# WORK REQUIRED
The expected output is the first line of the data below and every line after it, up to and including the line containing "Find the green", each reproduced exactly.

-- RECORD EXTRACTS follows --

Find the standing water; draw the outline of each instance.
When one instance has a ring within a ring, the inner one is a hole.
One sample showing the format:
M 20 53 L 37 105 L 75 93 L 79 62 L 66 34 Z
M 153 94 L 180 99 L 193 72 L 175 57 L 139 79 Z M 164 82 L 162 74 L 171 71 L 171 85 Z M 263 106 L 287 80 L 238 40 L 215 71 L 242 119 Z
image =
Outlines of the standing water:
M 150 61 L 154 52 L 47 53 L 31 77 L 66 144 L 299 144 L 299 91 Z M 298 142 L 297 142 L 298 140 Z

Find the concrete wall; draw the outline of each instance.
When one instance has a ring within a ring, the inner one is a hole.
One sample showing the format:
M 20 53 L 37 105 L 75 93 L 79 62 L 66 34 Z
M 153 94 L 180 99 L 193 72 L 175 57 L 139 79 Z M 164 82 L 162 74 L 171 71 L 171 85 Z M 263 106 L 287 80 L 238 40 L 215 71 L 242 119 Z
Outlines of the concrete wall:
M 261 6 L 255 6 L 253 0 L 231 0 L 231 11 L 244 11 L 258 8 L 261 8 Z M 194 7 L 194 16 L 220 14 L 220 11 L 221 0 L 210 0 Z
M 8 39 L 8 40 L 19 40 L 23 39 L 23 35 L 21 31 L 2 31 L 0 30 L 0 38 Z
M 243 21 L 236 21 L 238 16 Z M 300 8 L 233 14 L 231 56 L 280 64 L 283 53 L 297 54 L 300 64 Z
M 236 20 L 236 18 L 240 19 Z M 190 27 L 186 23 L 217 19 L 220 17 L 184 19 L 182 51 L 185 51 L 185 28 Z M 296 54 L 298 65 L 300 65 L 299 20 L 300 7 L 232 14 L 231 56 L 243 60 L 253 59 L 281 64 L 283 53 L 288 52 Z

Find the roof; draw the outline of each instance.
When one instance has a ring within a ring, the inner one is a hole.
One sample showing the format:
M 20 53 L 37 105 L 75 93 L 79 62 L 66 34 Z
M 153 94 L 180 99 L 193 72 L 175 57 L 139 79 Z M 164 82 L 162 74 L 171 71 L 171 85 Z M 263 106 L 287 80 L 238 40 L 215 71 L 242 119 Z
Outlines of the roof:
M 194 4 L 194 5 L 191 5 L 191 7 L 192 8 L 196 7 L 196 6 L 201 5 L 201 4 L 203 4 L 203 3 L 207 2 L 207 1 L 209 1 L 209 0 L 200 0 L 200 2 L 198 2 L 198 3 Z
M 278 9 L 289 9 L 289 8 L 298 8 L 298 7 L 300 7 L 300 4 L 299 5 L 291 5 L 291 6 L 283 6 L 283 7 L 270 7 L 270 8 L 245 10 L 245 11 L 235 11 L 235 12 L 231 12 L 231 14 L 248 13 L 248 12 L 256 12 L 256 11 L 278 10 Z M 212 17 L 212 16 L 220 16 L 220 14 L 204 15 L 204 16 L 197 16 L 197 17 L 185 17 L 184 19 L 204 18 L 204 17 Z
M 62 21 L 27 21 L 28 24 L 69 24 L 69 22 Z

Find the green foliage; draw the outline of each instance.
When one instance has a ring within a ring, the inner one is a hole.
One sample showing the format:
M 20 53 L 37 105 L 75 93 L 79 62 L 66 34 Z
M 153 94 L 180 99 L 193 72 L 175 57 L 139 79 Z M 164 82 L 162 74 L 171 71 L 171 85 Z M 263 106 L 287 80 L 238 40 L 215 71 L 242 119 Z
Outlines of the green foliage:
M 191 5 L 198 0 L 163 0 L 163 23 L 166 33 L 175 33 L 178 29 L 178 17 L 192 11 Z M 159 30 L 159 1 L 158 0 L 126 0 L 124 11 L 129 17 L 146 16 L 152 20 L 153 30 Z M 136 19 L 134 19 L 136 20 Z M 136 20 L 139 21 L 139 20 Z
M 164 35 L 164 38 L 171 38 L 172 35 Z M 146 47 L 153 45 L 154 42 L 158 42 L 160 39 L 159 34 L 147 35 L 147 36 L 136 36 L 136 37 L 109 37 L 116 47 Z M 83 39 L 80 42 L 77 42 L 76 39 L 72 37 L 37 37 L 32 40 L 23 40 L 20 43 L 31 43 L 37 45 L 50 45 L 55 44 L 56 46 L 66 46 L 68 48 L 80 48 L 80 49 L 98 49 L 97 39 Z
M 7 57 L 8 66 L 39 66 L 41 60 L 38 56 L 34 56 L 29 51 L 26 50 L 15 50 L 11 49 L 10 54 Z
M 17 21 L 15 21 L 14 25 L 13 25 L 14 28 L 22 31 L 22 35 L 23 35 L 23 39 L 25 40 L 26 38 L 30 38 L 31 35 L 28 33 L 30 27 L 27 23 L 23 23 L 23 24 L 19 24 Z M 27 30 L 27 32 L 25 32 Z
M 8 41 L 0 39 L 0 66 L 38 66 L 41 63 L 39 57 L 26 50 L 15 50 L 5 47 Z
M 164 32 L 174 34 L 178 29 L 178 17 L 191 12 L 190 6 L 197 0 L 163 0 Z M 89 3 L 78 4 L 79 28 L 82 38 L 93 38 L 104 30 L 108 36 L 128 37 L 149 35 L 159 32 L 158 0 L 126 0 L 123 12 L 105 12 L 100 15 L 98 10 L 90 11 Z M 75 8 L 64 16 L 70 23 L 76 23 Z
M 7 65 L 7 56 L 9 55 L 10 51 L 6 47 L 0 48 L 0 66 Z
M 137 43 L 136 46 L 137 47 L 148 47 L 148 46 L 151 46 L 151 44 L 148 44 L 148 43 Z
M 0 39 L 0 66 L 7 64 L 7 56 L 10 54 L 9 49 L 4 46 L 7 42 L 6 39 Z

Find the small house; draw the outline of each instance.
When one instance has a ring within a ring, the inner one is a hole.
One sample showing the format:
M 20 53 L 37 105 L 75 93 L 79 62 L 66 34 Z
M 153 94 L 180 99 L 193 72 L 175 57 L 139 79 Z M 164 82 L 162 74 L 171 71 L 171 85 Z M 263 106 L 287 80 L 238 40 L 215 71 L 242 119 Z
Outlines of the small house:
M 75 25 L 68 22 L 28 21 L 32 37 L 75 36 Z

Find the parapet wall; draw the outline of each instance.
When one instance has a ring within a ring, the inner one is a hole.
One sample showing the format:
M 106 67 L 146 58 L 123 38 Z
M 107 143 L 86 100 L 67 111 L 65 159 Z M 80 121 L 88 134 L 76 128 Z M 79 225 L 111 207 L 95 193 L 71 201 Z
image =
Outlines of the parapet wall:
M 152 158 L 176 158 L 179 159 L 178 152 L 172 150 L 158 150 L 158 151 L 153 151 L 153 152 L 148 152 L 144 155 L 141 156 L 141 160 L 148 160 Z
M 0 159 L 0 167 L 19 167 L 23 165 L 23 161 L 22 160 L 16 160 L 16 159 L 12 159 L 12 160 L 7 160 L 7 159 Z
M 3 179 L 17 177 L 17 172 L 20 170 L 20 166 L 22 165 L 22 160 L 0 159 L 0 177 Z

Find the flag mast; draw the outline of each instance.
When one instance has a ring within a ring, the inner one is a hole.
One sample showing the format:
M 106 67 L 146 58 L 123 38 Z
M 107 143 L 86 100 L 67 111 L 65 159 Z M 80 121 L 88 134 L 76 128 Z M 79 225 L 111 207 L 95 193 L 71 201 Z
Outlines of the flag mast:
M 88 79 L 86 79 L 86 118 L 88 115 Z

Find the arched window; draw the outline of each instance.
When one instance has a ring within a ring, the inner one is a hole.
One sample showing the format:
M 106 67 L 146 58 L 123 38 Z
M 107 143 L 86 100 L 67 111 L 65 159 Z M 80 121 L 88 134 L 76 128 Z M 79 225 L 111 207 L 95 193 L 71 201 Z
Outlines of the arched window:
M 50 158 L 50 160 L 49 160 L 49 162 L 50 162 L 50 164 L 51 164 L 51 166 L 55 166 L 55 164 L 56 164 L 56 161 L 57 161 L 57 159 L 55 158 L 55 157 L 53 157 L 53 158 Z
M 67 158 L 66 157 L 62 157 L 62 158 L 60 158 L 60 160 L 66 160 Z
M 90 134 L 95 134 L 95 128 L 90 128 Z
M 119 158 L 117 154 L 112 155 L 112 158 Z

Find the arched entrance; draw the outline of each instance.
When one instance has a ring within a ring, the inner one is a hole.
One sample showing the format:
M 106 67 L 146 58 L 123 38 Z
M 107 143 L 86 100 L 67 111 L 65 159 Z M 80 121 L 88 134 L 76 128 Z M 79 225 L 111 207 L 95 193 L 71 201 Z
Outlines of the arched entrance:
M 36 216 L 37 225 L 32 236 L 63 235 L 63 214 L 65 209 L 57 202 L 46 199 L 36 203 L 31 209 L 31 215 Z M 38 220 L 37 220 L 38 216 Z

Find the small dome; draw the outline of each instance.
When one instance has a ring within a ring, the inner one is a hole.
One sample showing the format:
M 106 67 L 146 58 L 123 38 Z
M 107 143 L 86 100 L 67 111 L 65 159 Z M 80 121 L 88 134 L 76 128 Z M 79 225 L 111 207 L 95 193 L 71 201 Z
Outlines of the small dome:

-- RECORD EXTRACTS concluded --

# WRITTEN REPLY
Find the standing water; draw the outline of each instance.
When one instance has a ring within a ring, the inner one is a hole.
One sample showing the format:
M 20 53 L 37 105 L 75 93 L 79 62 L 66 34 Z
M 153 94 L 180 99 L 193 72 L 175 57 L 139 79 Z M 164 82 L 162 74 L 171 71 L 171 85 Z M 263 106 L 287 80 L 238 40 L 215 71 L 242 119 Z
image =
Outlines of the standing water:
M 150 61 L 154 52 L 47 53 L 31 77 L 66 144 L 299 144 L 299 91 Z M 298 142 L 297 142 L 298 140 Z

Find the concrete wall; draw the outline of each instance.
When one instance has a ring within a ring, the inner one is a hole.
One sample showing the format:
M 20 53 L 37 105 L 75 93 L 79 62 L 66 34 Z
M 153 94 L 180 99 L 193 72 L 175 57 L 139 79 Z M 164 82 L 162 74 L 171 71 L 171 85 Z M 263 106 L 287 80 L 238 40 L 215 71 L 242 119 Z
Outlines of the concrete wall:
M 261 6 L 255 6 L 253 0 L 231 0 L 231 11 L 244 11 L 258 8 L 261 8 Z M 194 7 L 194 16 L 220 14 L 220 11 L 221 0 L 210 0 Z
M 8 39 L 8 40 L 19 40 L 23 39 L 23 35 L 21 31 L 2 31 L 0 30 L 0 38 Z
M 243 21 L 236 21 L 238 16 Z M 300 8 L 233 14 L 231 56 L 280 64 L 283 53 L 297 54 L 300 64 Z
M 236 20 L 236 18 L 240 19 Z M 190 27 L 186 23 L 217 19 L 220 17 L 184 19 L 182 51 L 185 51 L 185 28 Z M 296 54 L 298 65 L 300 65 L 299 20 L 300 7 L 232 14 L 231 56 L 243 60 L 253 59 L 281 64 L 283 53 L 288 52 Z

Find the roof; draw the outline of each instance.
When one instance has a ring within a ring, the inner one is a hole.
One sample showing the format:
M 20 53 L 37 105 L 75 93 L 79 62 L 66 34 Z
M 153 94 L 180 99 L 193 72 L 175 57 L 139 79 Z M 164 82 L 162 74 L 171 71 L 171 85 Z M 263 106 L 287 80 L 238 40 L 215 71 L 242 119 Z
Outlines of the roof:
M 194 4 L 194 5 L 191 5 L 191 7 L 192 8 L 196 7 L 196 6 L 201 5 L 201 4 L 203 4 L 203 3 L 207 2 L 207 1 L 209 1 L 209 0 L 200 0 L 200 2 L 198 2 L 198 3 Z
M 278 9 L 289 9 L 289 8 L 298 8 L 298 7 L 300 7 L 300 4 L 299 5 L 291 5 L 291 6 L 283 6 L 283 7 L 270 7 L 270 8 L 245 10 L 245 11 L 235 11 L 235 12 L 231 12 L 231 14 L 248 13 L 248 12 L 256 12 L 256 11 L 278 10 Z M 212 17 L 212 16 L 220 16 L 220 14 L 204 15 L 204 16 L 197 16 L 197 17 L 185 17 L 184 19 L 204 18 L 204 17 Z
M 62 21 L 27 21 L 28 24 L 69 24 L 69 22 Z

Find the green foliage; draw the outline of each instance.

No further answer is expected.